**Trecho citado**
::::::::::

A Cobrança Administrativa Especial da Portaria da Receita Federal do Brasil n. 1.265/15

 por Flávio Couto Bernardes
Doutor (2006), Mestre (2000) e Bacharel (1994) em Direito pela Universidade Federal de Minas Gerais
 Membro do corpo docente do Programa de Pós-Graduação em Direito da Pontifícia Universidade Católica de Minas Gerais
 Professor de Direito Tributário e Financeiro da UFMG
 Procurador do Município de Belo Horizonte
 Advogado
Frederico Machado Marques
Diretor da Associação Brasileira de Direito Tributário Jovem – Abradt Jovem
 Bacharel em Direito pela Universidade Federal de Minas Gerais (2015)
 Advogado

 

A recente Portaria da Receita Federal do Brasil (RFB) n. 1.265/2015 instituiu procedimentos para a Cobrança Administrativa Especial - CAE no seu âmbito.A referida medida tem gerado algumas polêmicas desde a sua publicação no Diário Oficial da União em 04/09/2015.

Para alguns especialistas, o ato normativo em comento viola alguns direitos do contribuinte, obrigando os sujeitos passivos a quitarem as suas dívidas atemorizados pela previsão de sanções desproporcionais no âmbito administrativo, penal e pecuniário. Lado outro, outros profissionais militantes da área afirmam que tanto as medidas, quanto os limites para sua aplicação, já se encontram previstos na legislação vigente e na jurisprudência pátria, sustentando que a presente Portaria é uma mera compilação de medidas possíveis de serem tomadas pelo Fisco Federal. Afirmam, ainda, que não houve nenhuma inovação por parte da presente norma, mas sim uma sistematização de medidas já existentes.

O artigo 1º da Portaria dispõe que a Cobrança Administrativa Especial trata de cobrança realizada de forma prioritária, tendo como objetivo o aprimoramento dos procedimentos de recuperação de créditos tributários propiciando o aumento da arrecadação dos tributos federais. Ainda nesse sentido, dispõe em seu art. 1º, §1º que a CAE abrange de maneira obrigatória os créditos tributários que estejam na condição de exigíveis, cujo somatório, por sujeito passivo, seja igual ou maior que R$10.000.000,00 (dez milhões de reais). Nota-se, portanto, o interesse da Receita em instituir cobrança preferencial para os grandes devedores, no caso em tela, aqueles que possuem dívidas com o Fisco de no mínimo o montante mencionado acima.

::::::::::

**Dados**

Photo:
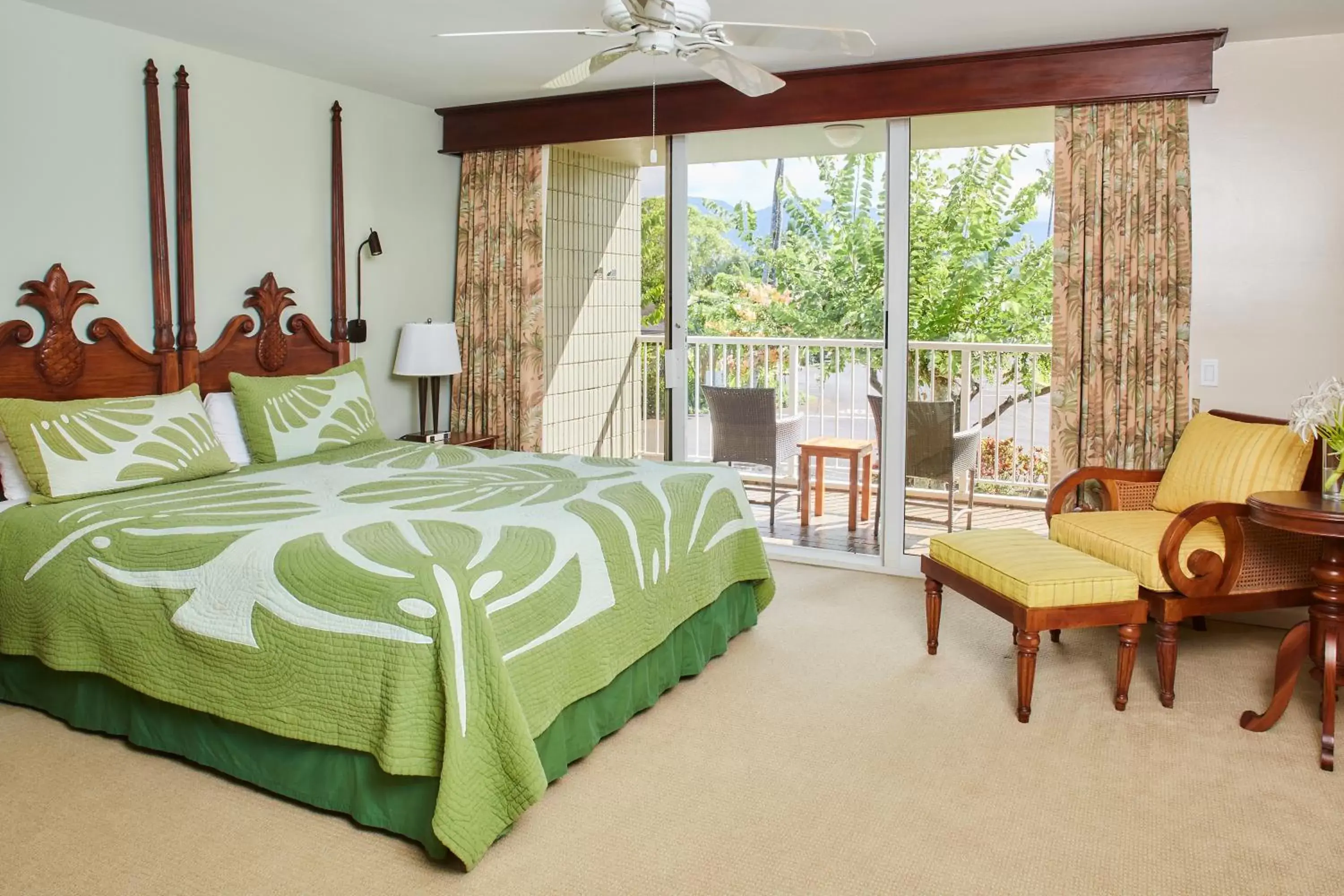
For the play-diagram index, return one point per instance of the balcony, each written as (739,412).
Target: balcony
(1004,388)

::::::::::

Dê prosseguimento ao artigo sobre a Cobrança Administrativa Especial da Portaria RFB n. 1.265/2015, começando logo após o último parágrafo apresentado.

**Resultado da tarefa**
Ora, entende-se por crédito tributário exigível aquele que não cabe mais recursos na esfera administrativa, momento em que o contribuinte somente poderá contestar a cobrança na esfera judicial, ou seja, é a exigibilidade do crédito tributário que possibilita a cobrança pelo sujeito ativo da obrigação tributária. Em outras palavras, a CAE tem aplicação após o transcurso do prazo para impugnação ou diante do julgamento definitivo na esfera administrativa.

A exigibilidade do crédito é adquirida a partir do momento que a autoridade administrativa constitui o crédito tributário através do lançamento, conforme preceitua o art. 142 do Código Tributário Nacional. Nesse sentido, Hugo de Brito Machado afirma:

“O crédito tributário, portanto, é o vínculo jurídico, de natureza obrigacional, por força do qual o Estado (sujeito ativo) pode exigir do particular, o contribuinte ou responsável (sujeito passivo), o pagamento do tributo ou da penalidade pecuniária (objeto da relação obrigacional).” [i]

Isto posto, sendo o crédito a ser cobrado exigível, há que se perquirir se o Estado incorreu em violação dos Direitos do Contribuinte ao prever vinte e cinco medidas específicas, sob alegação de aprimorar os procedimentos de recuperação de crédito tributário; ou, se apenas agiu em conformidade com suas atribuições previstas, no caso em tela, no Regimento Interno da Secretaria da Receita Federal do Brasil e demais atos normativos compreendidos na legislação tributária.

Imperioso ressaltar que além da previsão supracitada, a Receita Federal do Brasil poderá, a seu critério, incluir na Cobrança Administrativa Especial outros créditos tributários que não se enquadrem nos critérios definidos pela Portaria:

Art. 1º - A Cobrança Administrativa Especial no âmbito da Secretaria da Receita Federal do Brasil (RFB), assim definida aquela realizada de forma prioritária, deverá observar as regras estabelecidas nesta Portaria, com vistas a aprimorar os procedimentos de recuperação de créditos tributários (CT) e, consequentemente, promover o aumento e a sustentação da arrecadação dos tributos federais.
§ 1º - A Cobrança Administrativa Especial abrange, obrigatoriamente, os CT que estejam na condição de exigíveis, cujo somatório, por sujeito passivo, seja igual ou maior que R$ 10.000.000,00 (dez milhões de reais).
§ 2º - A unidade da RFB poderá incluir na Cobrança Administrativa Especial outros CT que não se enquadrem nos critérios definidos no § 1º.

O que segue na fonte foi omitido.